- What the task requires -
Continue the commentary on India's Agni-5 MIRV test and strategic stability with China from the point where it stops.

On March 11 India’s Defence Research and Development Organisation (DRDO) conducted the first successful flight test of indigenously developed Agni-5 missile with Multiple Independently Targetable Re-Entry Vehicle (MIRV) technology.


Strategically speaking this raises level of deterrence vis a vis China given the range, accuracy, lethality and ability to defeat missile defences.


Question arises whether this would increase strategic stability vis a vis China even as the same with another regional nuclear weapons state Pakistan is a different issue given the variation in doctrines with India.


Vis a vis, China given that India and China have been assiduously following a No First Use doctrine and while in both countries there is a debate on pros and cons of restraint in the use of nuclear weapons, there has been no change in the official stance.


At the same time enhancement of nuclear weapons capabilities in multiple dimensions is ongoing by both India and China.


China’s expansion of silos, long range missiles and increase in the number of warheads is recorded assiduously by the United States Department of Defence and published annually in the Report on China’s military capability.


There is no reason to doubt that India’s nuclear capabilities are also being developed even though there cannot be any quantified or even qualitative assessment of the same due to absence of data in open source.


In such a scenario, whether the deterrence achieved through Agni V led to strategic stability is a question which needs to be addressed.

Purely in the sphere of a crisis driven by nuclear weapons, given the NFU doctrine of India and China a degree of strategic stability is inherent.


This does not imply that India should not have developed the Agni V with a MIRV, while NFU may deem that nuclear weapons will not be used, there is a need for developing parallel response capabilities by India particularly as China has a nuclear overmatch partly due to the focus of attaining deterrence vis a vis the United States and also Russia.

- Items -
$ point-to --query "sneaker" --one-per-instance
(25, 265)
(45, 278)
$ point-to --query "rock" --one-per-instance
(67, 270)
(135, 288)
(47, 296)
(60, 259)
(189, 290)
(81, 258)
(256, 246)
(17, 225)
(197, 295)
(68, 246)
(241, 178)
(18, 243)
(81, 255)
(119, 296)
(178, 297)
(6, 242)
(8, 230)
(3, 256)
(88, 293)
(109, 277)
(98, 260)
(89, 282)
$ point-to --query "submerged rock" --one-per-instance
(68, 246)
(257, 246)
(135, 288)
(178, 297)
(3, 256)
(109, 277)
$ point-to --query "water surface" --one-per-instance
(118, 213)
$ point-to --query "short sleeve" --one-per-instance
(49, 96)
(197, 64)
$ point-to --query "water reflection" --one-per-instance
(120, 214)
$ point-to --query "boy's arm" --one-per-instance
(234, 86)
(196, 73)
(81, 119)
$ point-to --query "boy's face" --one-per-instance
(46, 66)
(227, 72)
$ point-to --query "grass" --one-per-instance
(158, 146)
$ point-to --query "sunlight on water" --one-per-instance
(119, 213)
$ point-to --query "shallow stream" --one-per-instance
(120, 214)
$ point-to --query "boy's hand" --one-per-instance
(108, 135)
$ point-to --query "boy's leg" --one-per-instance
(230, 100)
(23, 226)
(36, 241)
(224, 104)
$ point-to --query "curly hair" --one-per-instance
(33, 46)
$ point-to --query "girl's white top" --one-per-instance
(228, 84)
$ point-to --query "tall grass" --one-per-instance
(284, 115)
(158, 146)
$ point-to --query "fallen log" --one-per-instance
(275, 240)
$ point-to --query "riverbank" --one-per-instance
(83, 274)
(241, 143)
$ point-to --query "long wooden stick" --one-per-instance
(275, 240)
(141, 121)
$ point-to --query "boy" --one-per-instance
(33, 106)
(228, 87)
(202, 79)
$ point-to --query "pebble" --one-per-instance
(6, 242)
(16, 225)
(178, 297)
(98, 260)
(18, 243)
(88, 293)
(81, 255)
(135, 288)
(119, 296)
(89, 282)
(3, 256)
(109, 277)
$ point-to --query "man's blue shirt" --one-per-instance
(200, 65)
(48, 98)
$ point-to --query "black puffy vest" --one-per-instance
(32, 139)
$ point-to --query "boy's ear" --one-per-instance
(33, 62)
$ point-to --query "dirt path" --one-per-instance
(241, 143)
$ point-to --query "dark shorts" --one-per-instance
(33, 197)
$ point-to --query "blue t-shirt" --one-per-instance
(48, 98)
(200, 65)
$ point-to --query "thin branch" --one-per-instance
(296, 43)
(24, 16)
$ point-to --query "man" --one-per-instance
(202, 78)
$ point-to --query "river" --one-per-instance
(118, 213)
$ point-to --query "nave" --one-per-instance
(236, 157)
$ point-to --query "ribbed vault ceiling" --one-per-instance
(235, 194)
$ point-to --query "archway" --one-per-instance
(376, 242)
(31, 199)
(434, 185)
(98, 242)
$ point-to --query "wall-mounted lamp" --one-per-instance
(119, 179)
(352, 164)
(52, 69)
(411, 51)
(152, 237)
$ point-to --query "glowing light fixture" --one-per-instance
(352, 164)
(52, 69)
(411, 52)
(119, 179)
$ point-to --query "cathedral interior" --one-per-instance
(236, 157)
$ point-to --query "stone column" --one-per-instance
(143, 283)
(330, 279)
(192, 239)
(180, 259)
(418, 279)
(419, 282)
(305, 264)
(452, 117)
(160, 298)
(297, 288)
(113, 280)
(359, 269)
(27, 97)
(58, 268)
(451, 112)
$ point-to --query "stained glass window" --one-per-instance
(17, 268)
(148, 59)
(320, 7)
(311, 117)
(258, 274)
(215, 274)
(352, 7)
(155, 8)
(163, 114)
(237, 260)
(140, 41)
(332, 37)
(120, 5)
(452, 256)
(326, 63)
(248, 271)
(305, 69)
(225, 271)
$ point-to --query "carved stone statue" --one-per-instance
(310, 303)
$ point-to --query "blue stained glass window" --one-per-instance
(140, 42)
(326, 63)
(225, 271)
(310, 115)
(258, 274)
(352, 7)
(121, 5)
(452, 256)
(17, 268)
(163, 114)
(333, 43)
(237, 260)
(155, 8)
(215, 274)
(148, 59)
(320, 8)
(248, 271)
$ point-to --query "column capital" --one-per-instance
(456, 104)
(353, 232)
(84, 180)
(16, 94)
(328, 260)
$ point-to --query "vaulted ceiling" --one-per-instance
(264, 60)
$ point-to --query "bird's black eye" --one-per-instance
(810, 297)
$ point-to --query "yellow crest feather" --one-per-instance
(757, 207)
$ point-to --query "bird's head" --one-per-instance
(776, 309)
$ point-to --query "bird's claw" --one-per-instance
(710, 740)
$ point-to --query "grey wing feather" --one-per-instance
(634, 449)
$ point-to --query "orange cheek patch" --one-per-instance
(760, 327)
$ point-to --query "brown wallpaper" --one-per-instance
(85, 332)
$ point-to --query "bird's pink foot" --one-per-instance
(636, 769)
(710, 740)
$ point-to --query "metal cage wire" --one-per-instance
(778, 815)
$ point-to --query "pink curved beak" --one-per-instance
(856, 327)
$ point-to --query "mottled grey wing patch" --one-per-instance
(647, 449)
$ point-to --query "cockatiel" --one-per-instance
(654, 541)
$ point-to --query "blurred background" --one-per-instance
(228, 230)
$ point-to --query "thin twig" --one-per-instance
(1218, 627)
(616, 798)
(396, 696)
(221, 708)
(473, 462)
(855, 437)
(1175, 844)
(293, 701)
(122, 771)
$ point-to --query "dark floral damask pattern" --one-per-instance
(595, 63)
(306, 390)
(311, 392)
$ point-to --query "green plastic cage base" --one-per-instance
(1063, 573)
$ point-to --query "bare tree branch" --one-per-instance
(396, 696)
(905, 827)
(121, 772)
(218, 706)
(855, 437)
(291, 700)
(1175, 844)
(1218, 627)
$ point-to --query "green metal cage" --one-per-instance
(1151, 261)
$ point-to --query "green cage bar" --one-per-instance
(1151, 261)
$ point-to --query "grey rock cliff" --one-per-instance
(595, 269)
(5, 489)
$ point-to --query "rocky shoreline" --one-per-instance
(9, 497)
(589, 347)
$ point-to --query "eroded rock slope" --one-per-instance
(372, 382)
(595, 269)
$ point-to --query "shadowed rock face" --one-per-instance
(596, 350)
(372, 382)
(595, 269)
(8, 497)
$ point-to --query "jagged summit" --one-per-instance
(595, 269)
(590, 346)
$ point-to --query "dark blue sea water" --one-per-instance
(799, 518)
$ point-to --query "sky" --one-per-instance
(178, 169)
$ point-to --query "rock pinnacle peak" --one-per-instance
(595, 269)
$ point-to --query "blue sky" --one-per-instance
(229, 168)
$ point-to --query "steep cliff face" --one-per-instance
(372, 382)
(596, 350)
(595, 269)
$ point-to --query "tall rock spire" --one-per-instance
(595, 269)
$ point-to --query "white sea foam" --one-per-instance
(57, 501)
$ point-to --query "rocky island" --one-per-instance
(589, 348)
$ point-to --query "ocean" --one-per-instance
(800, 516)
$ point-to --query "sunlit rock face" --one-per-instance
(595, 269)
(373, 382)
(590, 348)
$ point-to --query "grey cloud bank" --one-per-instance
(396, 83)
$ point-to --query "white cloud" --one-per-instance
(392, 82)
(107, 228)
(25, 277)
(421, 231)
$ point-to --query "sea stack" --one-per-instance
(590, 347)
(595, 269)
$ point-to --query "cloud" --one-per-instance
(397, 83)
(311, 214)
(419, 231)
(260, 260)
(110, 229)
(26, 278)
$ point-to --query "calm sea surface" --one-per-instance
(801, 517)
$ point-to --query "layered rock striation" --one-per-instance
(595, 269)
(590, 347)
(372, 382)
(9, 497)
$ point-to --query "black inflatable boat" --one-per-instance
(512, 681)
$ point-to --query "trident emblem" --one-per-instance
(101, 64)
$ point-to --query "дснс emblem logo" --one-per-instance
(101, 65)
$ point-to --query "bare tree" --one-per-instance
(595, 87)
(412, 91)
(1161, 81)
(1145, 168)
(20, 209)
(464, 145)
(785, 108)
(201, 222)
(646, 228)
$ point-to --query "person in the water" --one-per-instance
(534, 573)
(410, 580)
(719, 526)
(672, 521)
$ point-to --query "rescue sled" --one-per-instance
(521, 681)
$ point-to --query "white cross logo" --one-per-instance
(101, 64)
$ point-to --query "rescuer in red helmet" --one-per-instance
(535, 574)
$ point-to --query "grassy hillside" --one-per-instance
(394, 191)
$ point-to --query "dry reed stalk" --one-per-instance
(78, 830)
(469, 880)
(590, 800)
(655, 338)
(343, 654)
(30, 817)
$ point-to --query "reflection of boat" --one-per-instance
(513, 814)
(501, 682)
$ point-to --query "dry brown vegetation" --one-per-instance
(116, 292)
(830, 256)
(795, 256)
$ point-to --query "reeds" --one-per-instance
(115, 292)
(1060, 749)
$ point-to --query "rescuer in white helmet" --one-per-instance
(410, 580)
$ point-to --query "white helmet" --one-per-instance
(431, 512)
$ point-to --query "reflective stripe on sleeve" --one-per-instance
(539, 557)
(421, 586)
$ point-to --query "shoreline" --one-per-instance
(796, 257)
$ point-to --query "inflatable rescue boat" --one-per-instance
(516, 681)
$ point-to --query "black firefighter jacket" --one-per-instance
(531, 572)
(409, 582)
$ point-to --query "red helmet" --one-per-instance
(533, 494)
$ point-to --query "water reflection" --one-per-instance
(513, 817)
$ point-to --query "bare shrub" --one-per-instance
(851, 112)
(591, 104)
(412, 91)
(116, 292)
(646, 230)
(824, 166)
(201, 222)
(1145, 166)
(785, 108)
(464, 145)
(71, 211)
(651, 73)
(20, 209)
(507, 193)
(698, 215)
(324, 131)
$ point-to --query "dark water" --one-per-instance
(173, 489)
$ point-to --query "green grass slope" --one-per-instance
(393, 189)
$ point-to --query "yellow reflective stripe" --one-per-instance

- Result of this exercise -
Agni V MIRV has achieved mutual deterrence. However, it may not have achieved strategic stability which is a degree of assurance that India and China will not breach the NFU.


To understand the same, a definitional perspective of strategic stability may be essential. James Acton in his essay on ‘Reclaiming Strategic Stability,’ provides a definition to note, “strategic stability describes the absence of incentives to use nuclear weapons first (crisis stability) and the absence of incentives to build up a nuclear force (arms race stability).”


Acton goes further to indicate that the concept goes beyond a nuclear conflict to state, “More broadly, it describes the absence of armed conflict between nuclear-armed states; Most broadly, it describes a regional or global security environment in which states enjoy peaceful and harmonious relations”.


Indeed, seen from this perspective strategic stability between India and China is linked not only to Agni V, NFU and so on but also to the ongoing territorial dispute between the two regional powers in Eastern Ladakh and Arunachal Pradesh amongst other areas which has led to an armed skirmish in June 2020 and continued on other occasions at publicly unrecorded level of violence.


Importantly India China pacing competition for influence in the Indian Ocean Region in general and India’s neighbourhood is now well established, which adds another concern for sustainable strategic stability.